SELECTED EXCERPT:
2.Gather the group elements

If you have nicely formed XML without upper / lower case and everything in-between you might not need this stage, but here I gather the element names and paths and normalise them to lower, and insert the new ones to be used in the next stage. All the normalised values are given an ID

So something like:


CREATE PROCEDURE {SCHEMA}.ADD_SHREDDED_REQUEST_ELEMENTS_GROUPS()
LANGUAGE SQL
BEGIN
    ----------------------------------------------------------------------------
    ----------------------------------------------------------------------------
    --Add based on what is not in the main elements table the new combinations
    --   from the shredded requests stage table that do not exist. 
    ----------------------------------------------------------------------------
    ----------------------------------------------------------------------------

    INSERT INTO {SCHEMA}.SHREDDED_REQUEST_ELEMENTS_GROUPS(
        LOWER_XML_ELEMENT_NAME,
        LOWER_XML_XPATH
    )
    SELECT DISTINCT LOWER(HSRS.XML_ELEMENT_NAME) AS LOWER_XML_ELEMENT_NAME,
                    LOWER(HSRS.XML_XPATH) AS LOWER_XML_XPATH
     FROM {SCHEMA}.SHREDDED_REQUESTS_STAGE HSRS
     WHERE NOT EXISTS (SELECT *
                      FROM {SCHEMA}.SHREDDED_REQUEST_ELEMENTS_GROUPS HSRE
                      WHERE LOWER(HSRS.XML_ELEMENT_NAME) = HSRE.LOWER_XML_ELEMENT_NAME
                        AND LOWER(HSRS.XML_XPATH) = HSRE.LOWER_XML_XPATH);

    COMMIT;
END

3.Gather the elements

At this stage I gather all the new elements and paths (un-normailised) and put them into the table matched against the grouped version. This gives you a table that can be used in the next stage to create the final table with a far more index friendly integer for the elements and paths.

Again an example of the SP:


CREATE PROCEDURE {SCHEMA}.ADD_SHREDDED_REQUEST_ELEMENTS()

DATA SECTION:
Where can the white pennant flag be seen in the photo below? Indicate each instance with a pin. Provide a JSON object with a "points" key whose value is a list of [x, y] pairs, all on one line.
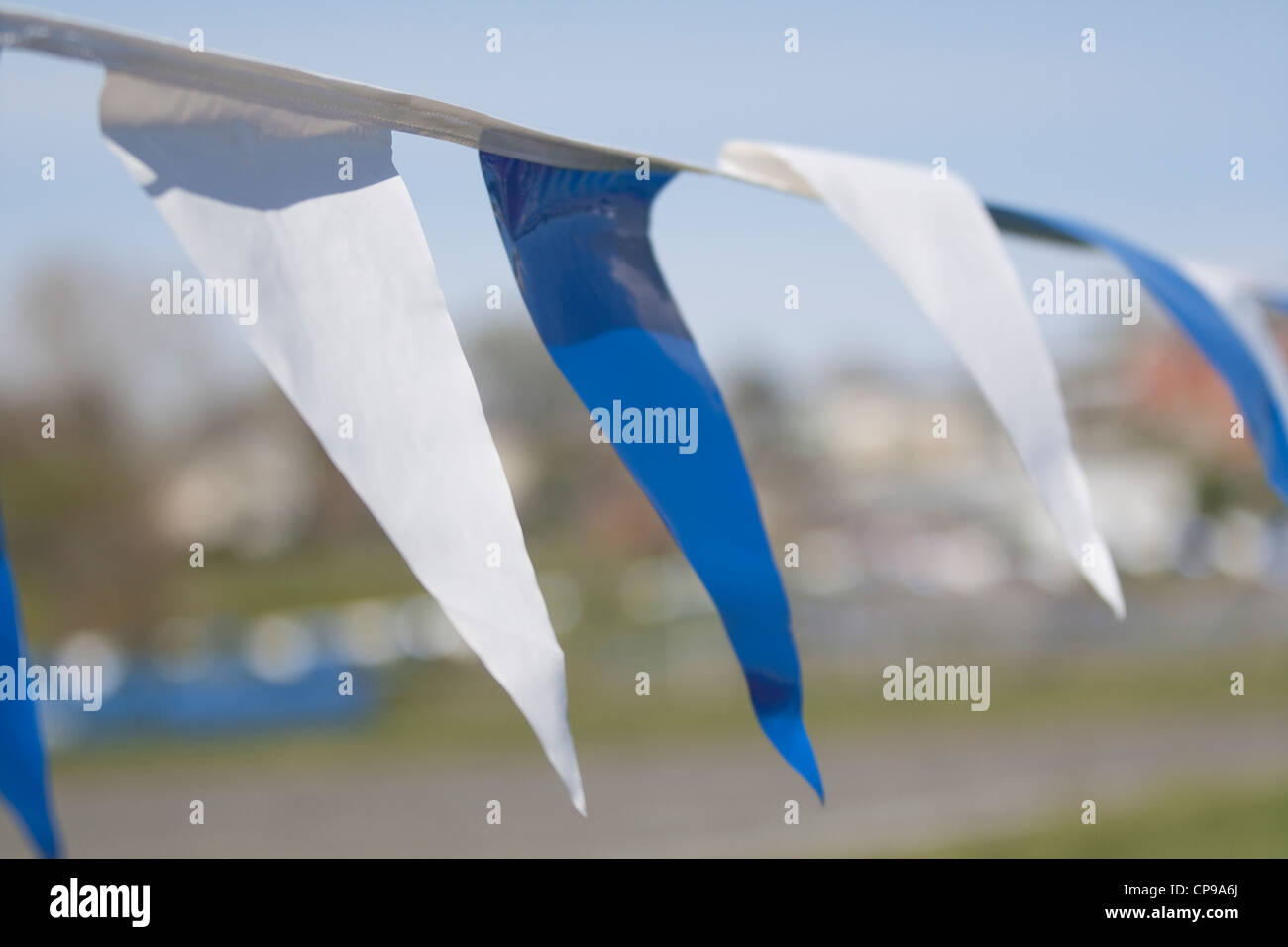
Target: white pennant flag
{"points": [[939, 240], [307, 224]]}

WRITTEN PROBLEM 1:
In the excerpt on shredding XML requests, what is each normalized value given in the second stage?
WRITTEN PROBLEM 2:
List every distinct column name in the SQL of the excerpt on shredding XML requests.
WRITTEN PROBLEM 3:
Carry the excerpt on shredding XML requests forward from its last line.

RESULT 1:
An ID.

RESULT 2:
LOWER_XML_ELEMENT_NAME, LOWER_XML_XPATH, XML_ELEMENT_NAME, XML_XPATH

RESULT 3:
LANGUAGE SQL
BEGIN
    ----------------------------------------------------------------------------
    ----------------------------------------------------------------------------
    --Add based on what is not in the main elements table the new combinations
    --   from the shredded requests stage table that do not exist. 
    ----------------------------------------------------------------------------
    ----------------------------------------------------------------------------

    INSERT INTO {SCHEMA}.SHREDDED_REQUEST_ELEMENTS(
        XML_ELEMENT_NAME,
        XML_XPATH,
        SHREDDED_REQUEST_ELEMENT_GROUP_ID
    )
    SELECT DISTINCT HSRS.XML_ELEMENT_NAME,
                    HSRS.XML_XPATH,
                    HSREG.SHREDDED_REQUEST_ELEMENT_GROUP_ID
    FROM {SCHEMA}.SHREDDED_REQUESTS_STAGE HSRS INNER JOIN {SCHEMA}.SHREDDED_REQUEST_ELEMENTS_GROUPS HSREG ON LOWER(HSRS.XML_ELEMENT_NAME) = HSREG.LOWER_XML_ELEMENT_NAME
                                                                                                    AND LOWER(HSRS.XML_XPATH) = HSREG.LOWER_XML_XPATH
    WHERE NOT EXISTS (SELECT *
                      FROM {SCHEMA}.SHREDDED_REQUEST_ELEMENTS HSRE
                      WHERE HSRS.XML_ELEMENT_NAME = HSRE.XML_ELEMENT_NAME
                        AND HSRS.XML_XPATH = HSRE.XML_XPATH);

    COMMIT;
END
GO

4.Add to the permanent store

Use the table from the previous stage and load the data into the final table SHREDDED_REQUESTS. Loading only the surrogate key for the element and path of the XML value.

Something like:


CREATE PROCEDURE {SCHEMA}.ADD_SHREDDED_REQUESTS()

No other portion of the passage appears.